(Extracted data entries)

==*==

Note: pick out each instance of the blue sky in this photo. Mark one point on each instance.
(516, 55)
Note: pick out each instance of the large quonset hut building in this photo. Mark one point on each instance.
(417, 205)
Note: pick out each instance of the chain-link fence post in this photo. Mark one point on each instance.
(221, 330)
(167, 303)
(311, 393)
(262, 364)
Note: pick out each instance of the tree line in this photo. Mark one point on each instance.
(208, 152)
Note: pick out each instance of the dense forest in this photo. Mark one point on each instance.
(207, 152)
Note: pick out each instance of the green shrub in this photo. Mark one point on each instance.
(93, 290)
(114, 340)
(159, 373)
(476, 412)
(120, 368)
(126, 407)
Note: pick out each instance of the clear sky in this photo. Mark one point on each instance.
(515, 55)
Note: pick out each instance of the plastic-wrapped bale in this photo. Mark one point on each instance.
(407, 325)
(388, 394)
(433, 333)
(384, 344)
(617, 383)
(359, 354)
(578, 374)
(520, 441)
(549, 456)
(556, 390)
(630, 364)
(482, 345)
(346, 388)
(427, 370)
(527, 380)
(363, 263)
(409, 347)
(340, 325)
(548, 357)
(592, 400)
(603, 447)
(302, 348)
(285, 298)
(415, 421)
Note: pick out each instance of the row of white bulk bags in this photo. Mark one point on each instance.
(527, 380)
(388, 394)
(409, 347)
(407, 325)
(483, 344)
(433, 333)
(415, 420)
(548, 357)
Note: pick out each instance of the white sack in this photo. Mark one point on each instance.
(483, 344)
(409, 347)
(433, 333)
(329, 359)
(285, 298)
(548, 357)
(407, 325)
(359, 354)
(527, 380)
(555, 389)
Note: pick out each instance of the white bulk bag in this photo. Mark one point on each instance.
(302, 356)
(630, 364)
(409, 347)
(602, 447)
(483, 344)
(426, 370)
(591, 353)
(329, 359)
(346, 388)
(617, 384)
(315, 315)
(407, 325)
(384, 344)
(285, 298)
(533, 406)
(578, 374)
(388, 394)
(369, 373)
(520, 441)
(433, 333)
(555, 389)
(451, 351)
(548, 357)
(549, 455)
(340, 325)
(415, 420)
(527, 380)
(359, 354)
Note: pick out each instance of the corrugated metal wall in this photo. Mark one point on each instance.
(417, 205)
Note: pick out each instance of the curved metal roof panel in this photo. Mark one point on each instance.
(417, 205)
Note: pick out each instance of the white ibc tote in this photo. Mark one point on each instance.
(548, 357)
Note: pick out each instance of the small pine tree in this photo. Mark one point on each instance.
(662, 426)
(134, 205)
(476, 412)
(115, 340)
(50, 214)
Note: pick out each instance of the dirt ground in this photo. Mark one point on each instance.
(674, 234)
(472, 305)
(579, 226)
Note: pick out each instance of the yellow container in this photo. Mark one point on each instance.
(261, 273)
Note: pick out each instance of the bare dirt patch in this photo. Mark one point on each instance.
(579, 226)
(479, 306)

==*==

Aim of the task:
Restate the listing in full, word for word.

Output:
Note: pick out each instance of the blue sky in this photo. Mark one point on each instance.
(516, 55)
Note: pick out each instance of the large quonset hut building in this photo. Mark one point on each instance.
(417, 205)
Note: pick out each instance of the chain-link fence post in this photo. Mark one point on each instance.
(221, 330)
(167, 303)
(311, 393)
(262, 364)
Note: pick out each instance of the tree line in this photo. Mark one point on each instance.
(208, 152)
Note: pick out each instance of the dense forest in this photo. Mark one point on each instance.
(207, 152)
Note: pick out each instance of the green shrub in this photo. Mark one point on each instance.
(93, 290)
(114, 340)
(159, 373)
(476, 412)
(120, 368)
(126, 407)
Note: pick out each instance of the clear sky in this photo. Mark one point on each instance.
(515, 55)
Note: pick out each instance of the plastic-wrapped bale in this photo. Mark one point on each instance.
(407, 325)
(388, 394)
(433, 333)
(384, 344)
(617, 383)
(359, 354)
(578, 374)
(520, 441)
(549, 456)
(556, 390)
(630, 364)
(482, 345)
(346, 388)
(427, 370)
(527, 380)
(363, 263)
(409, 347)
(340, 325)
(548, 357)
(592, 400)
(603, 447)
(302, 348)
(285, 298)
(415, 421)
Note: pick out each instance of the row of white bulk bags in this photo. Mark one point on each instance.
(527, 380)
(388, 394)
(409, 347)
(407, 325)
(483, 344)
(433, 333)
(415, 420)
(548, 357)
Note: pick out each instance of the white sack in this photo. Mark one point on each instance.
(483, 344)
(409, 347)
(433, 333)
(329, 359)
(285, 298)
(548, 357)
(407, 325)
(359, 354)
(527, 380)
(555, 389)
Note: pick out each instance of the white bulk bag in this photo. Mark one point on each instance.
(302, 356)
(630, 364)
(409, 347)
(602, 447)
(483, 344)
(426, 370)
(591, 353)
(329, 359)
(346, 388)
(617, 384)
(315, 315)
(407, 325)
(384, 344)
(285, 298)
(533, 406)
(578, 374)
(388, 394)
(369, 373)
(520, 441)
(433, 333)
(555, 389)
(451, 351)
(548, 357)
(549, 455)
(340, 325)
(415, 420)
(527, 380)
(359, 354)
Note: pick out each instance of the corrugated metal wall in this photo. Mark one point on each instance.
(417, 205)
Note: pick out each instance of the curved metal roof panel in this photo. Mark one point on each instance.
(417, 205)
Note: pick out each instance of the white ibc tote in this photo. Mark one point on each instance.
(548, 357)
Note: pick out each instance of the small pine tree in this photo. Mark one point on each instance.
(662, 426)
(134, 205)
(476, 412)
(115, 340)
(50, 214)
Note: pick out each instance of the dirt ground in this photo. Mark one point on each instance.
(674, 234)
(472, 305)
(579, 226)
Note: pick out each instance of the yellow container in this photo. Mark one point on each instance.
(261, 273)
Note: pick out each instance of the bare dirt patch in this photo. Mark one point on each instance.
(579, 226)
(479, 306)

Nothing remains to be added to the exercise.